# Text to read start
Five Ways To Help Your Children Deal With Divorce
The breakup of a marriage is never easy, even if there has been a lengthy separation or the choice to divorce was mutual. When children are involved, it makes a difficult situation even harder. If you or someone you know is going through a marital separation or is planning on getting a divorce, it is important to be aware of the potential impacts it can have on little ones as well as older children. Divorce is something that you and your children can get through, but it takes effort and honest communication. The following is important information you need to be aware of regarding the potential ways in which children can act out when their parents are going through a divorce, as well as tips on how you can help them deal with this life changing situation.
# Text to read end
Quote the passage on helping children through divorce exactly, starting at "Five Ways To" and ending at "life changing situation.".
# Entries supplied start
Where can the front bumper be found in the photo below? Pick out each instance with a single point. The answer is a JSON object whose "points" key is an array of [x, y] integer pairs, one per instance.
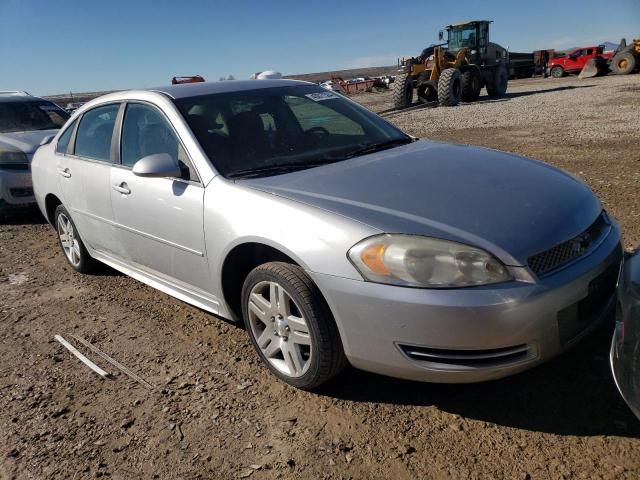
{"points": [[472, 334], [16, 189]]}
# Entries supplied end
# Entries supplied start
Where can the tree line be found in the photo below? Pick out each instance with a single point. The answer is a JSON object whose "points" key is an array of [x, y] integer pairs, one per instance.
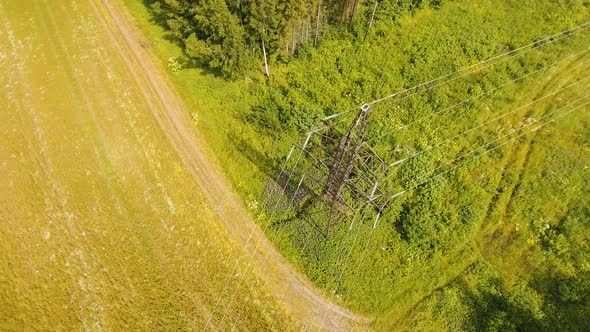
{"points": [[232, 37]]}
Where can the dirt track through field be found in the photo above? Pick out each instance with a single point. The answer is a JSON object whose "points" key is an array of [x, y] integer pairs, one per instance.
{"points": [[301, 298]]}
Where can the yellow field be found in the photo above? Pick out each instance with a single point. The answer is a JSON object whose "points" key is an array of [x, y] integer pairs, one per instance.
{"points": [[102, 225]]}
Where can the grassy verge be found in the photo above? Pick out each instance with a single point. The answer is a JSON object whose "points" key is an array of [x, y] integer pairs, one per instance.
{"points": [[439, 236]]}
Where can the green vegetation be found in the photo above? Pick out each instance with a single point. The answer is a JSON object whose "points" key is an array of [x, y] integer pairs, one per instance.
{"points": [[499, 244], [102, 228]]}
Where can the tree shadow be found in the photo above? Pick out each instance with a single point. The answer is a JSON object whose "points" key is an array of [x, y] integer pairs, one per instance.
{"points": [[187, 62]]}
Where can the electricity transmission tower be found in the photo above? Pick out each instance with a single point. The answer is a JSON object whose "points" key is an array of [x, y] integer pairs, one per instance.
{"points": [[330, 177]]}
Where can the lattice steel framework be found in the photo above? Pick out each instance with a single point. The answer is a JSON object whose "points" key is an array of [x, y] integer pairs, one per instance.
# Entries supplied end
# Entries supplied start
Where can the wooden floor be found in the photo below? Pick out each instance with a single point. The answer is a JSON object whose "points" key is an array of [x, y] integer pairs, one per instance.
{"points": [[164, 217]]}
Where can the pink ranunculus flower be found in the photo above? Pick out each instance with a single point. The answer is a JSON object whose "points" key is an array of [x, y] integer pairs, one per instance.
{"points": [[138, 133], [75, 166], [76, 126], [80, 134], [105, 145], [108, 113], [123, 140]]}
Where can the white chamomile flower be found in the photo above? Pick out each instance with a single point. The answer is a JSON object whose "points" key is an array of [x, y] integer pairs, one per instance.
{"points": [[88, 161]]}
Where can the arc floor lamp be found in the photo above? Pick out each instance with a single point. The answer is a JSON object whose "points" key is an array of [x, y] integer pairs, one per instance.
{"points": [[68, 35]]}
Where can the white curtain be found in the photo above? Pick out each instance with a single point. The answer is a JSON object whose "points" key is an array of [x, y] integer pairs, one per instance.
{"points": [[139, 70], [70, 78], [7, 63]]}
# Entries supplied end
## Result for this exercise
Five Ways To Help Your Children Deal With Divorce
The breakup of a marriage is never easy, even if there has been a lengthy separation or the choice to divorce was mutual. When children are involved, it makes a difficult situation even harder. If you or someone you know is going through a marital separation or is planning on getting a divorce, it is important to be aware of the potential impacts it can have on little ones as well as older children. Divorce is something that you and your children can get through, but it takes effort and honest communication. The following is important information you need to be aware of regarding the potential ways in which children can act out when their parents are going through a divorce, as well as tips on how you can help them deal with this life changing situation.